___ SOURCE TEXT
HOW TO MANAGE DRY SKIN

Thursday, September 27th, 2012

Dry skin results from the loss of lipids (oils) and water in the outermost layer of skin. This barrier layer is largely made up of lipids. These lipids regulate the water content of the skin so as lipids diminish in the skin, water loss increases, eventually resulting in dry skin.

DRY SKIN

Healthy structure and function of the outer barrier layer requires a water concentration of 10-20%. When water loss occurs, cell volume decreases and skin cells curl upward, shrink, and become scaly. As cells become increasingly inelastic, fissures or cracks occur, which further compromises the skin. This can lead to inflammation and the entry of agents that can produce an allergic or irritant reaction. In this condition, exposure of your skin to additional irritants will cause further damage and lead to increased dryness.

Here are some things to consider in your efforts to maintain adequate oil and water in the outer skin layer:

Skin pH

The normal pH of the skin is 5-6. Higher pH levels, such as those found in most bar soaps, damage the skin by harming proteins. You should use creamier cleansers instead of soaps and pH adjusted oils and moisturizers for added hydration.

Evaporation

Shower or bathe with lukewarm water, as it does not allow water to evaporate from the skin barrier as quickly as hot water. After bathing, towel dry and, while still damp, apply an oil or moisturizer to replenish the oil lost in your skin.
______
## WHAT YOU NEED TO DO
Write the next part of the article on managing dry skin, starting after its final sentence. The data excerpts that come next are separate material, unconnected to the dry skin article.
___ DATA LISTING
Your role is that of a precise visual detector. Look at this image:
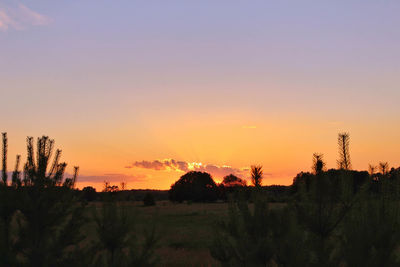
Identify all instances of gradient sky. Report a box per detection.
[0,0,400,189]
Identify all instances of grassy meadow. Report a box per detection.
[84,201,284,267]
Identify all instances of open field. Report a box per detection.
[88,201,281,267]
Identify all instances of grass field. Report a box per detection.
[88,201,284,267]
[85,201,228,267]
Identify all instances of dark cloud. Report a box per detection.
[77,173,147,183]
[125,159,249,177]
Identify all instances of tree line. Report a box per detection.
[0,133,400,266]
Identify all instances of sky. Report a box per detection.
[0,0,400,190]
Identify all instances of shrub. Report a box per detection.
[143,192,156,206]
[169,171,218,202]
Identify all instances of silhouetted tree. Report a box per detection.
[379,161,389,175]
[169,171,218,202]
[82,186,97,201]
[143,192,156,206]
[251,165,263,188]
[1,133,8,185]
[338,133,351,170]
[93,201,158,267]
[312,153,325,175]
[0,135,83,266]
[368,164,377,176]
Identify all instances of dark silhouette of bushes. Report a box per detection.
[0,134,157,267]
[169,171,218,202]
[143,192,156,206]
[0,134,83,266]
[82,186,97,202]
[92,202,158,267]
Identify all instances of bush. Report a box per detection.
[143,193,156,206]
[169,171,218,202]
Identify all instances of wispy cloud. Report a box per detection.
[125,159,249,177]
[78,173,147,183]
[0,3,51,31]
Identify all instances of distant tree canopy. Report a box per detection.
[82,186,97,201]
[169,171,218,202]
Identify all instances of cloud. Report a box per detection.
[77,173,147,183]
[0,2,51,31]
[125,159,249,177]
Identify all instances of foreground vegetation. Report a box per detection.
[0,134,400,266]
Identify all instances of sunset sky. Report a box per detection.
[0,0,400,190]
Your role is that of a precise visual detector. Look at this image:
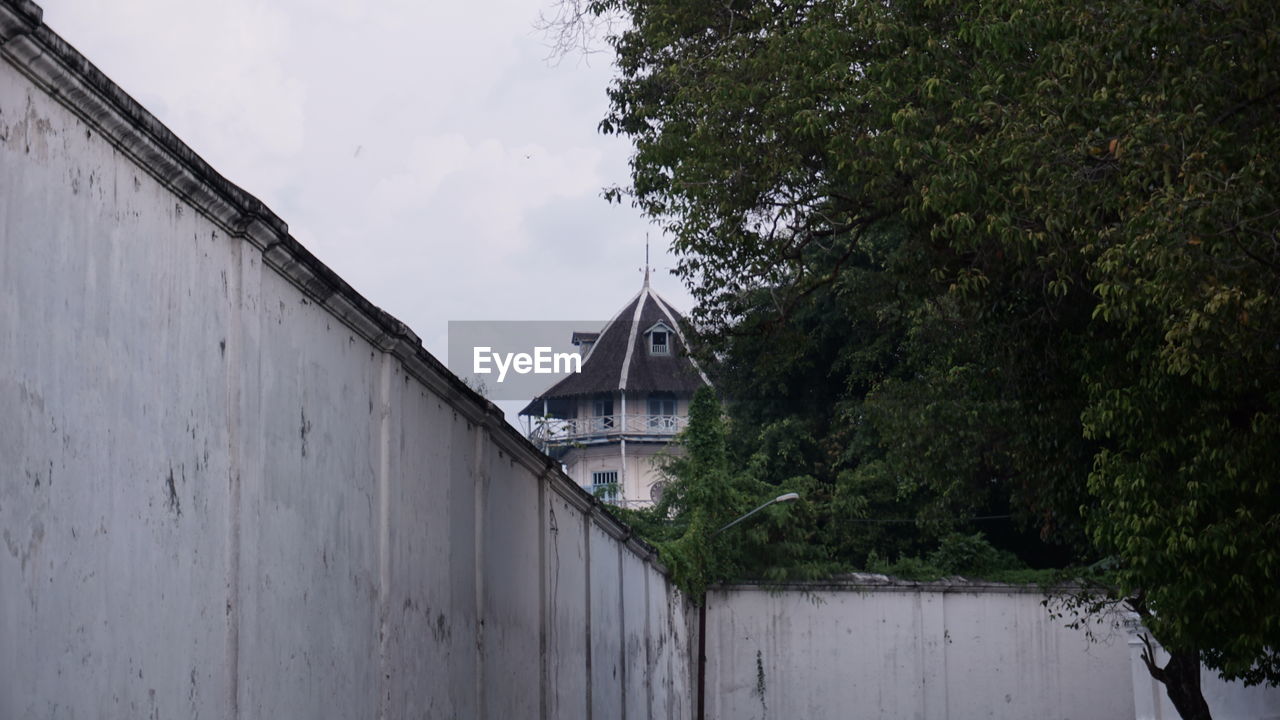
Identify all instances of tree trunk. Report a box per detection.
[1157,652,1213,720]
[1142,635,1213,720]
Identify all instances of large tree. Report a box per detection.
[590,0,1280,717]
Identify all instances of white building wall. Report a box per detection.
[707,585,1134,720]
[0,7,687,719]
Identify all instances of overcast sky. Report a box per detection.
[37,0,691,422]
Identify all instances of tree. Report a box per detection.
[617,387,835,602]
[578,0,1280,717]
______
## REPLY
Body Products

Products that use de-greasing agents, fragrances, preservatives, dyes, etc., which remove oil, as well as rough scrubs that further deplete sebum, should be avoided. Body products that are made to enhance oil-retention should be used instead. Fatty acids found in virgin coconut oil have the added benefit that they are native to skin so they replace lost lipids. It is important to use a regimen that is consistent. At a minimum, use a hydrating cream cleanser for the face and an intensive moisturizer. A non-drying, anti-aging toner may be added if your skin is not already very dry.

Medical Conditions, Diet, & Sun Exposure

It is also important to consider whether your health status is contributing to your dry skin. Diabetics or those who take medications such as diuretics are more likely to have really dry skin especially if the medications used are not well controlled. A poor diet, sudden weight loss, or inadequate nutrition can make the skin extra dry. The production of less oil in the skin of the elderly often leads to chronic dryness. Extended periods of unprotected sun exposure will lead to sunburns which adds to water loss and will initiate or worsen dry skin. Allergens and irritants in your makeup, skin care, and hair care products and even in your clothing can be intensified when your skin is dry.

In the next blog, skin care products that we recommend for dry skin will be discussed.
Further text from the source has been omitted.